■ **TEXT EXTRACT**:
□ □ □ □
Skip to main content

FAQ

What are the open-source tools that NudgeBee uses?

Agent

  • Prometheus (or VictoriaMetrics) - Metrics Collection and alerting
  • OpenCost for calculating cost metrics for Pods/Workloads etc.
  • Trivy for generating Docker image vulnerability related security recommendations
  • Popeye for generating best practices related recommendations
  • Kubewatch for K8s events collection

What are the ML libraries that NudgeBee uses? What are the dependencies?

  • TensorFlow for recommendations for replicas
  • AWS Bedrock using LLAMA (optional) for AI-based recommendations on logs/errors

What are the pre-conditions(software/hardware) for installing NudgeBee on my cluster?

For Agent:

  • Helm chart for installation
  • Prometheus, if already configured, else NudgeBee agent installs it
  • Currently, NudgeBee uses Loki for log queries. For log-specific features, we will require Loki running on the cluster. We don't provide Loki as part of the Agent Installer.
  • Permissions as specified in Helm charts

What is the typical system requirement for running NB on my cluster? What is the expected cost of operations for running the base NudgeBee

For Agent:

Agent has multiple components. All of them combined take around 6GB memory and 3 core CPUs This also includes Prometheus(Alertmanager/KubestateMetrics) If we remove Prometheus components, then it takes around 3GB and 2 cores

For Server:

All server components take around 12GB RAM and 4 core CPUs This includes running postgres/rabbitmq etc. If the customer is managing these dependencies, then it will take around 8GB RAM and 2 core CPUs

How NudgeBee Optimizations Work with GitOps

Raise PRs from NudgeBee

  • We have added support for raising PRs from specific optimization screens in NudgeBee.

GitOps(Flux/Argo) Reconciliation

  • Disable reconciliation for given resources.

NudgeBee Autopilot Reconciliation

  • NudgeBee provides annotations which can be used to ignore specific resources.

GitOps Way Of Configuring NudgeBee Optimizations -

  • We want to provide this as an option using CRDs, though it's part of the roadmap.

Can NudgeBee work on K3s/Kind/Minikube?

Yes, please refer to the Installation Guide for local testing.

Does NudgeBee Docker images have any security vulnerabilities?
□ □ □ □
■ **DATA SECTION**:
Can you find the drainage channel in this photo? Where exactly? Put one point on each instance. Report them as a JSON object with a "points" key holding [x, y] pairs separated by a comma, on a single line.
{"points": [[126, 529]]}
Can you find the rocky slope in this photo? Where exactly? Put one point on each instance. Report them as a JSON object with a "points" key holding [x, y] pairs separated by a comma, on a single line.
□ □ □ □
■ **REQUIRED TASKS**:
1. According to the NudgeBee FAQ, which tool collects K8s events?
2. Reproduce the NudgeBee FAQ starting at "GitOps(Flux/Argo) Reconciliation" and ending at "work on K3s/Kind/Minikube?".
3. Carry on the NudgeBee FAQ from the point where its text stops.
The material above stands apart from the NudgeBee FAQ.

■ **WRITTEN RESPONSES**:
1. Kubewatch.

2.
GitOps(Flux/Argo) Reconciliation

  • Disable reconciliation for given resources.

NudgeBee Autopilot Reconciliation

  • NudgeBee provides annotations which can be used to ignore specific resources.

GitOps Way Of Configuring NudgeBee Optimizations -

  • We want to provide this as an option using CRDs, though it's part of the roadmap.

Can NudgeBee work on K3s/Kind/Minikube?

3.
No, NudgeBee uses Alpine-based images to reduce overall size and security issues. We use AWS ECR and NudgeBee for scanning images maintained by us. We can share a security report for that as per request.

Does NudgeBee have VAPT reports?

Yes, we use ZAP/manual pen testing for our security testing and can share reports based on request.

Can I configure multiple clusters within a single NudgeBee server?

Yes, configure agents on each targeted cluster.

What are different NudgeBee distributions?

NudgeBee has both SaaS and self-hosted solutions. As an end-user, you can use the SaaS solution to quickly validate/test the product and the self-hosted solution for long-term deployment (if there are compliance constraints which don't allow any kind of data movement).

What is the NudgeBee release cycle?

We target to have a weekly release cycle with hotfixes as per requirements. We follow SemVer for our versioning.

Can you provide more details on Data Retention Policies?

Currently, NudgeBee stores most of the data in Agents which get deployed on the cluster, so data remains within the cluster. Data retention for Agent components (traces/metrics/logs) is configurable and can be managed by the customer.

Agents store the following data:

Traces - Using ClickHouse, you can adjust how long you want to retain ClickHouse data. The default is 7 days. Metrics - Using Prometheus, you can adjust Prometheus data retention. Logs - We integrate with existing log services like Loki/ELK, so again, it depends on their data retention.

Servers store the following data:

Aggregated Metrics - We do aggregation on a daily basis. No retention policy yet. Would like to understand the use case. Events - Troubleshooting pages. Current retention is 60 days. You can make it configurable. Deleted Pods/Workloads etc. - We store deleted workloads/pods etc. No retention policy yet. Will share once that is there, maybe by next week.

Does NudgeBee support Anomaly Detection?

No, this is part of the roadmap.

Does NudgeBee support Predictive Analysis?

Yes, NudgeBee uses predictive analytics for replica rightsizing and continuous rightsizing.

How does NudgeBee discover cloud resources across AWS, Azure, and GCP?

NudgeBee automatically discovers cloud resources when you onboard an account. It searches for common services like VMs, load balancers, databases, and storage. The platform syncs with daily billing data and performs periodic updates for continuous resource tracking. For AWS specifically, NudgeBee uses EventBridge to receive real-time notifications for resource updates, creation, and deletion events.​

Does NudgeBee support Kubernetes resource discovery?

Yes, NudgeBee agents automatically discover all Kubernetes resources across all namespaces in your cluster. The agent runs within your Kubernetes environment and uses the Kubernetes API to continuously track workloads.​

What observability tools does NudgeBee integrate with?

NudgeBee provides prebuilt, out-of-the-box connectors for major observability platforms. These include Datadog, Prometheus (and all variations), Chronosphere, Signoz, OpenObserve, ELK, AWS CloudWatch, Azure Monitor, and Google Cloud Monitoring. The integrations work seamlessly with your existing stack without requiring replacements.​

Can I deploy NudgeBee with its own observability stack?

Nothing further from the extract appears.